Put the listing below into a Markdown table with two columns, Row and Line, giving each line its own numbered row and leaving out blank lines.

··· DATASET CONTENT

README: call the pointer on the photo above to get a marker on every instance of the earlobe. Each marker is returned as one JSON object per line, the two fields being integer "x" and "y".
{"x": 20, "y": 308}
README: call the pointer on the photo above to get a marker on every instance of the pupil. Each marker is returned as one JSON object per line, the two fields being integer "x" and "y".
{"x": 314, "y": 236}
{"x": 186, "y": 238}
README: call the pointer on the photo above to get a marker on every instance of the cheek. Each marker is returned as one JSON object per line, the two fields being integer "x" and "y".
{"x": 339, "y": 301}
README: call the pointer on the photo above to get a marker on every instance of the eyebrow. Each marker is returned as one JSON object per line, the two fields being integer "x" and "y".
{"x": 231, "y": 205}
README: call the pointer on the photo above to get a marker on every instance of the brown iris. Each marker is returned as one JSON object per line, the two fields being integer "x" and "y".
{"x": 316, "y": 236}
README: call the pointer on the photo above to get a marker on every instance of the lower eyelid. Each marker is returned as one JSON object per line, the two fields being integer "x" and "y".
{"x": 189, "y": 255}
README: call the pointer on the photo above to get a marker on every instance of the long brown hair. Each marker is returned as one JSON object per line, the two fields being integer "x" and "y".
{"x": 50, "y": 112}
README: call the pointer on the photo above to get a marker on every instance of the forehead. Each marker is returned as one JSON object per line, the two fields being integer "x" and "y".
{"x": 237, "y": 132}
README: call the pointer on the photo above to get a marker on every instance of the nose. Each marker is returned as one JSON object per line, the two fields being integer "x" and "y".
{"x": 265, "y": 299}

······

• **RESPONSE FOR THIS EXERCISE**:
| Row | Line |
|---|---|
| 1 | README: call the pointer on the photo above to get a marker on every instance of the earlobe. Each marker is returned as one JSON object per line, the two fields being integer "x" and "y". |
| 2 | {"x": 20, "y": 308} |
| 3 | README: call the pointer on the photo above to get a marker on every instance of the pupil. Each marker is returned as one JSON object per line, the two fields being integer "x" and "y". |
| 4 | {"x": 314, "y": 236} |
| 5 | {"x": 186, "y": 238} |
| 6 | README: call the pointer on the photo above to get a marker on every instance of the cheek. Each marker is returned as one JSON object per line, the two fields being integer "x" and "y". |
| 7 | {"x": 339, "y": 301} |
| 8 | README: call the pointer on the photo above to get a marker on every instance of the eyebrow. Each marker is returned as one JSON object per line, the two fields being integer "x" and "y". |
| 9 | {"x": 231, "y": 205} |
| 10 | README: call the pointer on the photo above to get a marker on every instance of the brown iris. Each marker is returned as one JSON object per line, the two fields being integer "x" and "y". |
| 11 | {"x": 316, "y": 236} |
| 12 | README: call the pointer on the photo above to get a marker on every instance of the lower eyelid. Each marker is returned as one JSON object per line, the two fields being integer "x" and "y". |
| 13 | {"x": 189, "y": 255} |
| 14 | README: call the pointer on the photo above to get a marker on every instance of the long brown hair. Each marker is returned as one JSON object per line, the two fields being integer "x" and "y". |
| 15 | {"x": 50, "y": 112} |
| 16 | README: call the pointer on the photo above to get a marker on every instance of the forehead. Each marker is returned as one JSON object per line, the two fields being integer "x" and "y". |
| 17 | {"x": 237, "y": 132} |
| 18 | README: call the pointer on the photo above to get a marker on every instance of the nose. Each marker is returned as one JSON object per line, the two fields being integer "x" and "y". |
| 19 | {"x": 265, "y": 299} |